--- START ---

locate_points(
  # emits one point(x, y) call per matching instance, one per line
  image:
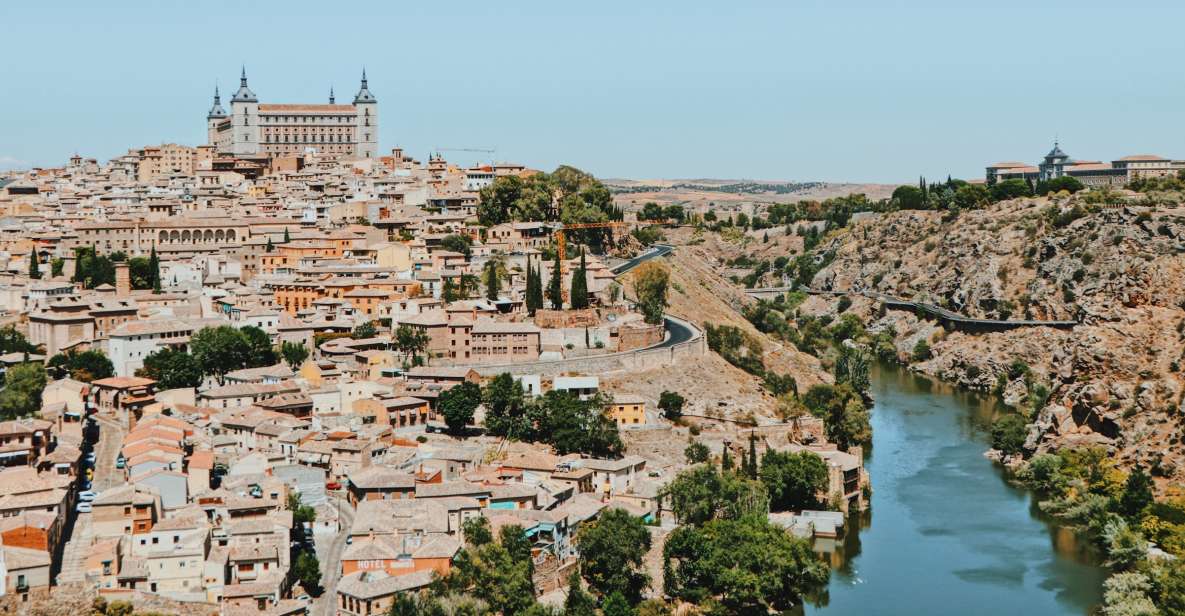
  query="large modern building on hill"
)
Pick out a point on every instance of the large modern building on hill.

--- END ---

TASK DIRECTIONS ::
Every line of the data above is to be set down word for word, with the pictures left out.

TASK ANSWER ::
locate_points(
  # emits one point(x, y) call per matching instance, one per line
  image:
  query="large modern building on hill"
)
Pick out a point on every instance of the large modern building on hill.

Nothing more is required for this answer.